## WHAT YOU SHOULD DO:
Continue the book-recommendations post below, starting right after its last sentence.

## PASSAGE TO READ:
——

The ebook shelves continue to grow. If you’re one of our Victorian registered members you can view these, and lots of other titles, from home as well.

The railroad photography of Jack Delano: edited by Tony Reevy

Indiana University Press, 2015

Indiana University Press, 2015

Railways seem to bring out the best in some artists and photographers, and the work of American Jack Delano in the mid 20th century as he went about documenting and memorialising both the infrastructure and the people of the railroads is little short of breathtaking. Another name to add to the list of great railway photographers such as O.Winson Link and David Plowden, both of whom are represented in our collections. I must be a bit of a gunzel!

50 Years of Television in Australia: Nick Place

Hardie Grant Books, 2006

Hardie Grant Books, 2006

If like me you spent way too much of your misspent youth in the 1960s and 70s glued to the old “idiot-box” (as we affectionately called it), you will lose yourself all too easily in this anecdotal timeline of Australian television history. When did Happy Hammond leave Channel 9 for Channel 7? Who were the three main actors in My Name’s McGooley, What’s Yours? Was there really a plot to kidnap Fredd Bear? Look no further for the answer to these, and other important questions.

——

## LISTED RECORDS:

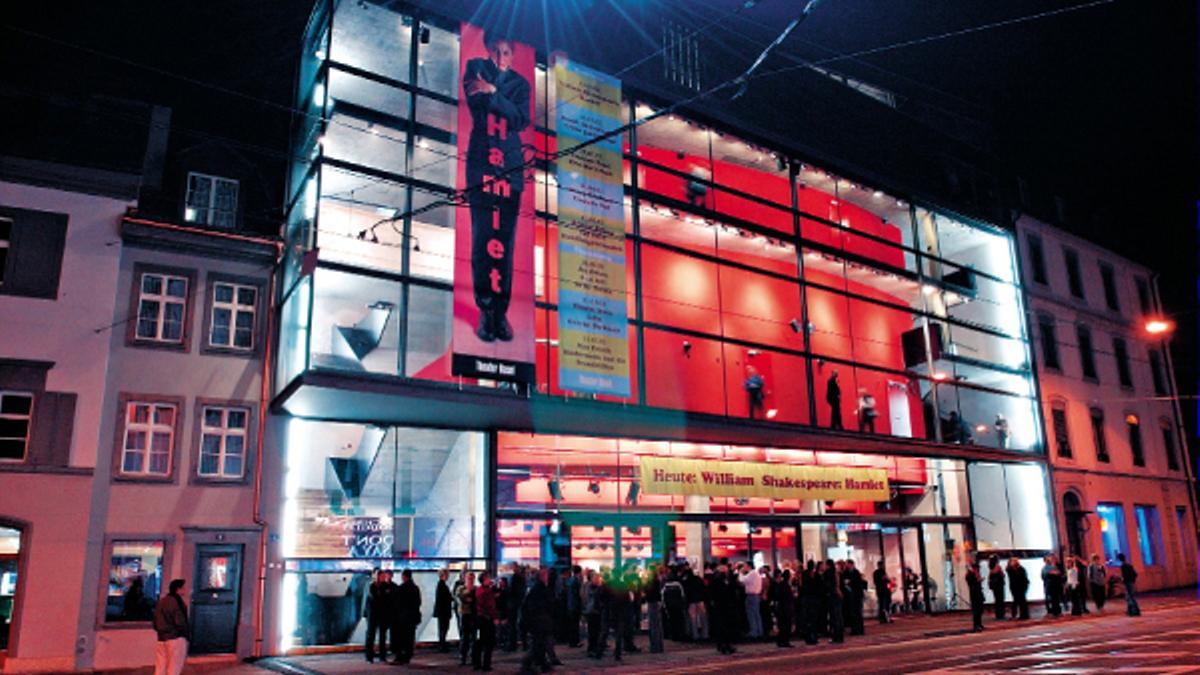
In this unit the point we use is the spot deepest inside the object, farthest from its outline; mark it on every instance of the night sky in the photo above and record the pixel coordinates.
(1096, 105)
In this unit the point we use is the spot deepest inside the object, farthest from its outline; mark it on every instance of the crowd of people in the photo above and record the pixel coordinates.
(1069, 584)
(537, 608)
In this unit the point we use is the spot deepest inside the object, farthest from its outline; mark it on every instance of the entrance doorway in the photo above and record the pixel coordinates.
(1074, 513)
(216, 598)
(10, 557)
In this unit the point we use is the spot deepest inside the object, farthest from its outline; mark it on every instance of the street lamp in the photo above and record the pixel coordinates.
(1158, 327)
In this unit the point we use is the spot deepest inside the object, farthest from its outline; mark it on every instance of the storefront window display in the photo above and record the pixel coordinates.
(360, 497)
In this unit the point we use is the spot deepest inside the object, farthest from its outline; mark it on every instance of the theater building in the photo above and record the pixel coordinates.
(1117, 449)
(744, 278)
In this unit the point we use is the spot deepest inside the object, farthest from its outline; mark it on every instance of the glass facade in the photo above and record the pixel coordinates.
(751, 258)
(738, 260)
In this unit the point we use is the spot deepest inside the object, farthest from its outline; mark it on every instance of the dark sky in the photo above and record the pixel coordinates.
(1097, 103)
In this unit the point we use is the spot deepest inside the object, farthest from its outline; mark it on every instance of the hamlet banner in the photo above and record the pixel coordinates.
(667, 476)
(593, 346)
(493, 329)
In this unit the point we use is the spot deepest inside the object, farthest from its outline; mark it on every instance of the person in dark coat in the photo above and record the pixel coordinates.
(723, 595)
(574, 605)
(975, 586)
(406, 619)
(853, 593)
(784, 604)
(537, 615)
(595, 607)
(516, 592)
(1018, 585)
(882, 592)
(811, 596)
(832, 583)
(486, 615)
(443, 609)
(1053, 583)
(833, 396)
(1129, 579)
(996, 584)
(376, 611)
(498, 99)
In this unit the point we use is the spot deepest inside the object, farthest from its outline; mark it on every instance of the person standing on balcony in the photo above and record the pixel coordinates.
(833, 396)
(498, 99)
(867, 411)
(754, 387)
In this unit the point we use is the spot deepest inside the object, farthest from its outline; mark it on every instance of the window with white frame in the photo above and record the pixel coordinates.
(223, 432)
(5, 244)
(211, 199)
(149, 438)
(233, 316)
(162, 308)
(16, 414)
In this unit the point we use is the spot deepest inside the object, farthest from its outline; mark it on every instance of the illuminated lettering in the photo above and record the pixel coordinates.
(497, 126)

——

## RESPONSE TO THE EXERCISE:
The Elvis movies by James L. Neibaur

Rowman & Littlefield, 2014

Rowman & Littlefield, 2014

I suppose it had to happen in the plethora of publishing surrounding The King, a book focusing on his cinematic oeuvre; if we can call it that? Now I’m not here to judge and I have no doubt that given better vehicles he may well have become a very fine thespian, but might I just mention Harum Scarum, or perhaps even Change of Habit? Let’s move on.

Edgar G. Ulmer : a filmmaker at the margins by Noah Isenberg

University of California Press, 2014

University of California Press, 2014

If you have ever seen Edgar G.Ulmer’s 1934 horror film classic The Black Cat, based extremely loosely (aka. not at all) on a story by Edgar Allan Poe, then you will have some idea of the startling cinematic talent of this loose cannon poverty row director, and the power he could bring to a film when given even half a chance. Thankfully saved from obscurity by a new wave of cinephiles keen to peer behind the overwhelming facades of the major Hollywood studios, artists such as Ulmer who were consigned to work on the impoversished backlots of L.A. are finally getting their due.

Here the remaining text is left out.